- _Task goal_:
Return the data below word for word, line for line, omitting the pictures.

- _Record set_:
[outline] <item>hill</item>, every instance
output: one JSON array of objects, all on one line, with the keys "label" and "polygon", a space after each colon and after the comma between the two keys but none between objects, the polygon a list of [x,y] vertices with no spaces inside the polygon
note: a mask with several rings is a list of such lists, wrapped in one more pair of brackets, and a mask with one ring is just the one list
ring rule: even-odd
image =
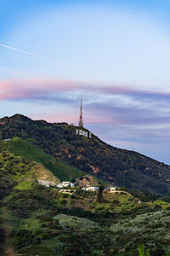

- _Result of the exercise_:
[outline] <item>hill</item>, every instance
output: one JSON array of objects, all on one line, with the keys "label" and "polygon", a space after each colon and after the comma between the two keys but none between objects, the polygon a list of [x,y] vertices with no spaces inside the polygon
note: a mask with several rings is a list of such lists, wrapped in one more pair of brackets, and a mask with one ring is just the one list
ring rule: even-odd
image =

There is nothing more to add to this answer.